Try it. Retype, word for word, every line from the one holding "box: [261, 511, 305, 716]" through the one holding "positive clicks: (392, 476)" in the entries below, both included, and only those lines.
+++
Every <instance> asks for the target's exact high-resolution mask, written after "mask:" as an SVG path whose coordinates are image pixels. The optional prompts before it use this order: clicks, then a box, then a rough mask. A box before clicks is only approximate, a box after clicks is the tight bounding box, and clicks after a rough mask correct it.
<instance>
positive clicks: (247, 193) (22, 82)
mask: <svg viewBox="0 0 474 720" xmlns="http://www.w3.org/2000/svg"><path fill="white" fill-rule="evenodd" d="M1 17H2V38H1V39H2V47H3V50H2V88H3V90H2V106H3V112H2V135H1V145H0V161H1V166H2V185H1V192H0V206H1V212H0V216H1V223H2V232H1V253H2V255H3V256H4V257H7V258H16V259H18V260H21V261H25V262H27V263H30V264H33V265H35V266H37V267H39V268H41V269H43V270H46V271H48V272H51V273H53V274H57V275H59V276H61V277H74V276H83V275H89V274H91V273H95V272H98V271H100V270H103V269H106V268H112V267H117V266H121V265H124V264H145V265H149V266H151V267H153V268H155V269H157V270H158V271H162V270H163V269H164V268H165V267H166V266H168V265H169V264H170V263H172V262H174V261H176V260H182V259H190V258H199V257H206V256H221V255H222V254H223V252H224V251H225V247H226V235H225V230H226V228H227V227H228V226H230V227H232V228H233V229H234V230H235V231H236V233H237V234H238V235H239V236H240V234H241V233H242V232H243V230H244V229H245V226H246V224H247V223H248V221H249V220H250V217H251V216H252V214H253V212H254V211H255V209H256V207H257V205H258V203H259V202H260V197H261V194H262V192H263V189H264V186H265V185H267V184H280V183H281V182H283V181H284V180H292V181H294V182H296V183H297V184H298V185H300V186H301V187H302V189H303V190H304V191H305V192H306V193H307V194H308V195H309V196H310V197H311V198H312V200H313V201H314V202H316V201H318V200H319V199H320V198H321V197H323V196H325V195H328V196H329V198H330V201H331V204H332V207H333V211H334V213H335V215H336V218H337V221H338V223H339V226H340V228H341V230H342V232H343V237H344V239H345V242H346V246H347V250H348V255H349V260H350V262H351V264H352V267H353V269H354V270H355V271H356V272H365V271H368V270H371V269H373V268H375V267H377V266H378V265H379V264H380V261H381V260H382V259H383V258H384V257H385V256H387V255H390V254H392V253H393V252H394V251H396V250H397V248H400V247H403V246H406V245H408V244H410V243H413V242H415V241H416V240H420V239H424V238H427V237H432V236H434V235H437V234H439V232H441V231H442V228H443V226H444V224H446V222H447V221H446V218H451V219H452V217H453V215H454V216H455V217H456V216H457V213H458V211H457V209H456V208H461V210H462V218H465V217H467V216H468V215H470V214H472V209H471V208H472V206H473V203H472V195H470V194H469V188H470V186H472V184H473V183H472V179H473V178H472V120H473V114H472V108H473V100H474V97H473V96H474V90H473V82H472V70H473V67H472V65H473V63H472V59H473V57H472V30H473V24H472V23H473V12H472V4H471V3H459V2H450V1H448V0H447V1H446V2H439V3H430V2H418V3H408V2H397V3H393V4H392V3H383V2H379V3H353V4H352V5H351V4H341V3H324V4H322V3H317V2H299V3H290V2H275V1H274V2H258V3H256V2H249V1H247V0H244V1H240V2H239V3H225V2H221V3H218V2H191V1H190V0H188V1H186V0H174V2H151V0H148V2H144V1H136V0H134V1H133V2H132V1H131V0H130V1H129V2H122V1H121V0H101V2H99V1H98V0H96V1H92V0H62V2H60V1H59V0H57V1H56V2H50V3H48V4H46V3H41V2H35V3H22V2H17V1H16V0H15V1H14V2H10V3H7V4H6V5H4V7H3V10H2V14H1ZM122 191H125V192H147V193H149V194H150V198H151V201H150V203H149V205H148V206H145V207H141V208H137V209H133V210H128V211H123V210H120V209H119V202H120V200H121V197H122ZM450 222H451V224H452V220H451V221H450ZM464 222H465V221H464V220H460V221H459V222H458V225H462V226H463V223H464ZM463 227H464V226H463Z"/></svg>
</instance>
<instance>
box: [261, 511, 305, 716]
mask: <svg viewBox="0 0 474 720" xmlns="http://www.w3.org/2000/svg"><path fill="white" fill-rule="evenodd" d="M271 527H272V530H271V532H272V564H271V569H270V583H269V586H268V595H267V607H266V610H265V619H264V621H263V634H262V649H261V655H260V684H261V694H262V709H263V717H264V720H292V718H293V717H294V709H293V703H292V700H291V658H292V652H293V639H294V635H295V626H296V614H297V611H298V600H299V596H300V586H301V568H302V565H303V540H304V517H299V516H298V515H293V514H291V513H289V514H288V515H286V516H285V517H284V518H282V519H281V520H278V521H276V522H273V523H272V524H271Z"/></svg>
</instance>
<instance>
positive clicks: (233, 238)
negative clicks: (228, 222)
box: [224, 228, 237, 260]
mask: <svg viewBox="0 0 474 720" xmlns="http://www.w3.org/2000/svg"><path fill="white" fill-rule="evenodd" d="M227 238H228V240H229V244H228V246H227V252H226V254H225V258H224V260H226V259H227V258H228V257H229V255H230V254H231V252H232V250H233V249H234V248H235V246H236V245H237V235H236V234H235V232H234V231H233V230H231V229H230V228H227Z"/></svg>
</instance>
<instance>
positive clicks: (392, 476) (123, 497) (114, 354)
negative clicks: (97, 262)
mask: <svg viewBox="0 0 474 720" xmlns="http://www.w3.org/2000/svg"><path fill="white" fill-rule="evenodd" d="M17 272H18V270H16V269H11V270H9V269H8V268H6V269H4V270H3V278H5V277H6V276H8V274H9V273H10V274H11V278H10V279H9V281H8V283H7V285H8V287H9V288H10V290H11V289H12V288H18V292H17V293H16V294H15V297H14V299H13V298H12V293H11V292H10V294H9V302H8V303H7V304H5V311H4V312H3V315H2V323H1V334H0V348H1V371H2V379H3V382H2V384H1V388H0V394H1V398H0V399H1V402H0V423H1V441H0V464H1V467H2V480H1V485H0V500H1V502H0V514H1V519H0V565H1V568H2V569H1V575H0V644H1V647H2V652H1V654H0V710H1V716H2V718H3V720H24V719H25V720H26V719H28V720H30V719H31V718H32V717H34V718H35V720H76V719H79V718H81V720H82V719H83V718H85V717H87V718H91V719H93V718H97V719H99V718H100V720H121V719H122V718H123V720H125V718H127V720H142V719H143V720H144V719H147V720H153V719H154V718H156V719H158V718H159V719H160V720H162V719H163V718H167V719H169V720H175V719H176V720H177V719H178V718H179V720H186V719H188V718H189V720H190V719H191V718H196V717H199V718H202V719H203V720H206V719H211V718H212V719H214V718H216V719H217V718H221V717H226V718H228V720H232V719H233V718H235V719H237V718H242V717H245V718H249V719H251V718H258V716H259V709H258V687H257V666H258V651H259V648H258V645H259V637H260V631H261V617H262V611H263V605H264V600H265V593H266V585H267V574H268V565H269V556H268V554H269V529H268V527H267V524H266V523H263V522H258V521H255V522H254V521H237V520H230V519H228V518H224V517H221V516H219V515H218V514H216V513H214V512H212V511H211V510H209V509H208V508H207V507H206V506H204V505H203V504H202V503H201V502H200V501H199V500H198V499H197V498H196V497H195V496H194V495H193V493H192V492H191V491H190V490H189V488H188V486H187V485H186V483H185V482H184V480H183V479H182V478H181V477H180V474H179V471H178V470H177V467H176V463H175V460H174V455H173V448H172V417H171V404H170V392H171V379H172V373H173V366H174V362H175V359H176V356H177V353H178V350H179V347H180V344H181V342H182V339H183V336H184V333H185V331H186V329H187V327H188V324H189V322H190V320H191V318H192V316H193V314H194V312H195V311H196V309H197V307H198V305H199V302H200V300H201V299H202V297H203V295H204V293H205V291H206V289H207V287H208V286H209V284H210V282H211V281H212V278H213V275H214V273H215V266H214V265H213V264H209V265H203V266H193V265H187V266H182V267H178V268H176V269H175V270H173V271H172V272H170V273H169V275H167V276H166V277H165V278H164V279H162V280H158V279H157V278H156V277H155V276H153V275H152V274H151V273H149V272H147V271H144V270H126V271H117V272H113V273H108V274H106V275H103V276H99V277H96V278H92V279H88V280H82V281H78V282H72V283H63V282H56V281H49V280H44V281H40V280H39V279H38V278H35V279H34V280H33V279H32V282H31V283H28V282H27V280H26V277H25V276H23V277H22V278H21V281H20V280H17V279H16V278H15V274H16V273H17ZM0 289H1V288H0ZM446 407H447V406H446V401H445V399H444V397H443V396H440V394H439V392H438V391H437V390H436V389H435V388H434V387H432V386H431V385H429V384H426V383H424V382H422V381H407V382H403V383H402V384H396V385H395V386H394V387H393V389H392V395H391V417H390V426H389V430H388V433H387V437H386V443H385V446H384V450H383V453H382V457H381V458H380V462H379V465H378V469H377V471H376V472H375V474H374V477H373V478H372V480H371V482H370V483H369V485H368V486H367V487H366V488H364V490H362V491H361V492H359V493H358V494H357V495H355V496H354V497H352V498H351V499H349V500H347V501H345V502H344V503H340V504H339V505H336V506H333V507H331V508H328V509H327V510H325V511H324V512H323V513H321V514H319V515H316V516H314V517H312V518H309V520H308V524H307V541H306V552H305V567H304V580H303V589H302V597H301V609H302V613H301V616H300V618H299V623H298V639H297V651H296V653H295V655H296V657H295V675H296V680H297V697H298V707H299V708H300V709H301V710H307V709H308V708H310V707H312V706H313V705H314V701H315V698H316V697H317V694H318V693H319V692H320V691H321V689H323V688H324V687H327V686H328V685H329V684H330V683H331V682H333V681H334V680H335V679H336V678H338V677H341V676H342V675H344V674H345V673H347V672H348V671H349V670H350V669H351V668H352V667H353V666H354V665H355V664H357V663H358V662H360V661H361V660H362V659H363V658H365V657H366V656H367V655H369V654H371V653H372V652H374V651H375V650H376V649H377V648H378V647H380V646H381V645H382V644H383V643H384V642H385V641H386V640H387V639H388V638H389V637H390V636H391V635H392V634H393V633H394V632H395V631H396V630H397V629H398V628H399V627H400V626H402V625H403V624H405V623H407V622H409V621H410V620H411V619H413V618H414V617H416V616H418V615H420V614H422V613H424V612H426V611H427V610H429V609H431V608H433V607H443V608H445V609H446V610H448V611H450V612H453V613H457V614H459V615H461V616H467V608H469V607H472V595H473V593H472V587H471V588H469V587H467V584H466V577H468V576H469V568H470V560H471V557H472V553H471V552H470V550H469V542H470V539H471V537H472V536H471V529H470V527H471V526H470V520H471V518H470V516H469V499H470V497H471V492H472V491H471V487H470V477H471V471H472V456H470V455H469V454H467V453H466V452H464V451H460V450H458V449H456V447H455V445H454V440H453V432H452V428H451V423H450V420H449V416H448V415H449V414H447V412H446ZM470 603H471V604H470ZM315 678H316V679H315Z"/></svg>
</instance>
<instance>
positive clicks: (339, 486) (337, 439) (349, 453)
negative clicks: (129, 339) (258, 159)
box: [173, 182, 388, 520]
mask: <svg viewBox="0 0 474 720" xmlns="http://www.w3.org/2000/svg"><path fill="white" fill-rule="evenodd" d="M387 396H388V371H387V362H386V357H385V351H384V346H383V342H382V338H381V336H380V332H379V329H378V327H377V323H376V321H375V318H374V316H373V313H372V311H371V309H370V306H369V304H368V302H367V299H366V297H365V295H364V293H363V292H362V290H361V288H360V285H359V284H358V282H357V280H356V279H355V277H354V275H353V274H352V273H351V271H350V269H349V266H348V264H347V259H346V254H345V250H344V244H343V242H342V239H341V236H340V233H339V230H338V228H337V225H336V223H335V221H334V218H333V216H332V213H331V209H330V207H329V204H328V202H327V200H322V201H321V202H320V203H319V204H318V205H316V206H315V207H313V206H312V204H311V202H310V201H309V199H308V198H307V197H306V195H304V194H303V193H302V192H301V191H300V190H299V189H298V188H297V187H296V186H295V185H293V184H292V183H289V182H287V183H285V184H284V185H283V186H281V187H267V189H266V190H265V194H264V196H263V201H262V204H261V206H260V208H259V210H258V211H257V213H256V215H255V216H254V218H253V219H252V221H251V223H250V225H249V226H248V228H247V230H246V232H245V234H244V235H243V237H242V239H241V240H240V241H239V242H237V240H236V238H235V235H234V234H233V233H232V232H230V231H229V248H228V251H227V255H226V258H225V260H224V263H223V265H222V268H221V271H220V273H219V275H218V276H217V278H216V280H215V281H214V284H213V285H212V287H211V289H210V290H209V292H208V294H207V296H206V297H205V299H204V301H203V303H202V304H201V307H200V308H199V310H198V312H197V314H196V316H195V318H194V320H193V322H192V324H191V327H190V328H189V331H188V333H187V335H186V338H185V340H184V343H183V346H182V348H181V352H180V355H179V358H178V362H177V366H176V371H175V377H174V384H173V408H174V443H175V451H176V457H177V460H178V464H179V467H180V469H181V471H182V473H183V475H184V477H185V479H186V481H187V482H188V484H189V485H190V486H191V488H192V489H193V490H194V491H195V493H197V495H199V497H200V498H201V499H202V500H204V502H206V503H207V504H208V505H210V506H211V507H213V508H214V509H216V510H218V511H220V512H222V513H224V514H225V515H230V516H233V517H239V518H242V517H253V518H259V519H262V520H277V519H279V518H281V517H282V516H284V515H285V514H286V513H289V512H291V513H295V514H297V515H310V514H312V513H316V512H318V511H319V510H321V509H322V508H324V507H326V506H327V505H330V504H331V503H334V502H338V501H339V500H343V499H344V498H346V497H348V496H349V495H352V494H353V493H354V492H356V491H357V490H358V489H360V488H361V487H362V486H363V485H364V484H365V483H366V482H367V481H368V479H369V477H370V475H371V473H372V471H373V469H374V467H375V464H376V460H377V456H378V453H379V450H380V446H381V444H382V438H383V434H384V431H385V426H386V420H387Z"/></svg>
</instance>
+++
Expected answer.
box: [261, 511, 305, 716]
mask: <svg viewBox="0 0 474 720" xmlns="http://www.w3.org/2000/svg"><path fill="white" fill-rule="evenodd" d="M271 527H272V530H271V532H272V564H271V569H270V583H269V586H268V595H267V607H266V610H265V619H264V621H263V634H262V649H261V655H260V684H261V694H262V709H263V717H264V720H292V718H293V717H294V709H293V703H292V700H291V658H292V652H293V639H294V635H295V626H296V614H297V611H298V600H299V596H300V586H301V568H302V565H303V540H304V517H299V516H298V515H293V514H291V513H289V514H288V515H286V516H285V517H284V518H282V519H281V520H278V521H276V522H273V523H272V524H271Z"/></svg>
</instance>
<instance>
positive clicks: (233, 238)
negative clicks: (228, 222)
box: [224, 228, 237, 260]
mask: <svg viewBox="0 0 474 720" xmlns="http://www.w3.org/2000/svg"><path fill="white" fill-rule="evenodd" d="M227 238H228V240H229V244H228V246H227V252H226V254H225V258H224V260H226V259H227V258H228V257H229V255H230V254H231V252H232V250H233V249H234V248H235V246H236V245H237V235H236V234H235V232H234V231H233V230H231V229H230V228H227Z"/></svg>
</instance>
<instance>
positive clicks: (392, 476) (123, 497) (114, 354)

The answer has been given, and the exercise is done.